» **Short problem**:
Pick out each line of the records below that contains the string "marker", and copy those lines in full.

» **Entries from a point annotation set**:
----
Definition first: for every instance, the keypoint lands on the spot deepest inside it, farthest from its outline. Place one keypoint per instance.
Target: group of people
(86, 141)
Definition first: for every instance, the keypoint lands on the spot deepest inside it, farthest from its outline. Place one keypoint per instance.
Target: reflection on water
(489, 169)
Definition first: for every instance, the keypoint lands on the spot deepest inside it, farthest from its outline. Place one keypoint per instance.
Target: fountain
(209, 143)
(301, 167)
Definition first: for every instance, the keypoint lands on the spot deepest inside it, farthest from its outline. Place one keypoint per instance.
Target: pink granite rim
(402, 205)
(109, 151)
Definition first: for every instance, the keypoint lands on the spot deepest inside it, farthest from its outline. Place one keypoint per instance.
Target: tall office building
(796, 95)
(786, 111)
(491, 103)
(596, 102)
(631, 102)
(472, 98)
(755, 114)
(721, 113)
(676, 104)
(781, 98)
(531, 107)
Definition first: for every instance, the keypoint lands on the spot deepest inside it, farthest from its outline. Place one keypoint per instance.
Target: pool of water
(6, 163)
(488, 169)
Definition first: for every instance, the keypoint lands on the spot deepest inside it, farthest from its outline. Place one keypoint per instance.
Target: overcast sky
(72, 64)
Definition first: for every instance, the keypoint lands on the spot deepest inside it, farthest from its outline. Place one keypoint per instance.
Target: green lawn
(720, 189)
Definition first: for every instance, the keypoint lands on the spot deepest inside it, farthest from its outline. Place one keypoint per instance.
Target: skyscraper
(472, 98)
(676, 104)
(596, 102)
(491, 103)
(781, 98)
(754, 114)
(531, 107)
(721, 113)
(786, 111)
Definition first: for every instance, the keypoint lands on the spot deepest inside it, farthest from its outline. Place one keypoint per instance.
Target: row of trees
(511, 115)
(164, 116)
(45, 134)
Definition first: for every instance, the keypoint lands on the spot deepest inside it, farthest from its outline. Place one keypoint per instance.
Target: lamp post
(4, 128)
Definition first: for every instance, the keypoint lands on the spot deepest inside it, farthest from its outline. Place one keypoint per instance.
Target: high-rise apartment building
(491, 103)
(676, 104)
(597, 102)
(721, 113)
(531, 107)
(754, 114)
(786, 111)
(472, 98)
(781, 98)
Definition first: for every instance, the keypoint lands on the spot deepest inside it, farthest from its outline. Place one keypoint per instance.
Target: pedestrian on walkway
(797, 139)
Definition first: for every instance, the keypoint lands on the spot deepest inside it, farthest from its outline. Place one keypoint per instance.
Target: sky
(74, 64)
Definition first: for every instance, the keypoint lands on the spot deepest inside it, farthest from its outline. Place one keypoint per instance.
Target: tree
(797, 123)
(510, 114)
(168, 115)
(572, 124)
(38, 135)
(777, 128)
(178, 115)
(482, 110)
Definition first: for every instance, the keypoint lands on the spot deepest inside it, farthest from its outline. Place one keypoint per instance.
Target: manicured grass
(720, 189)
----
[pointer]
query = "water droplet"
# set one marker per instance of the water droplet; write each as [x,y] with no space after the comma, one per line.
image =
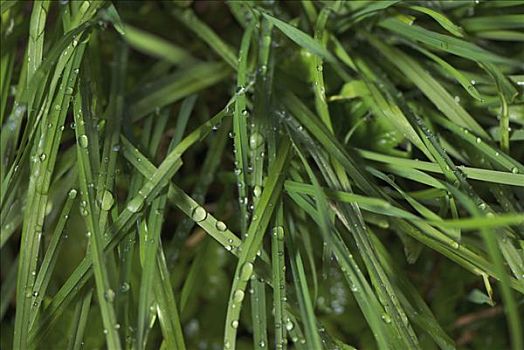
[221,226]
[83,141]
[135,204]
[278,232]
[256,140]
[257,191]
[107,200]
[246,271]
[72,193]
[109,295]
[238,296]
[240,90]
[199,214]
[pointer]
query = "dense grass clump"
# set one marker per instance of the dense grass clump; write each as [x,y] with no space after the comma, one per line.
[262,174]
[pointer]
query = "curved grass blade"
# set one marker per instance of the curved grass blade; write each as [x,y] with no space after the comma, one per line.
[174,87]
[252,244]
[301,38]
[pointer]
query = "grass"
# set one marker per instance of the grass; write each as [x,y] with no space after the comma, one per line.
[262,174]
----
» **Completed exercise**:
# set one marker per instance of the water droplet; write each as [x,y] with no space after the comma, one per line.
# set one marker per instance of the dense grass clump; write each as [x,y] with no space after the comma, one per line.
# set one marker per instance of the curved grass blade; write each as [x,y] with no space after the comma, one per line.
# set one marker per instance of the grass; write each as [x,y] with no space after the comma, one per line.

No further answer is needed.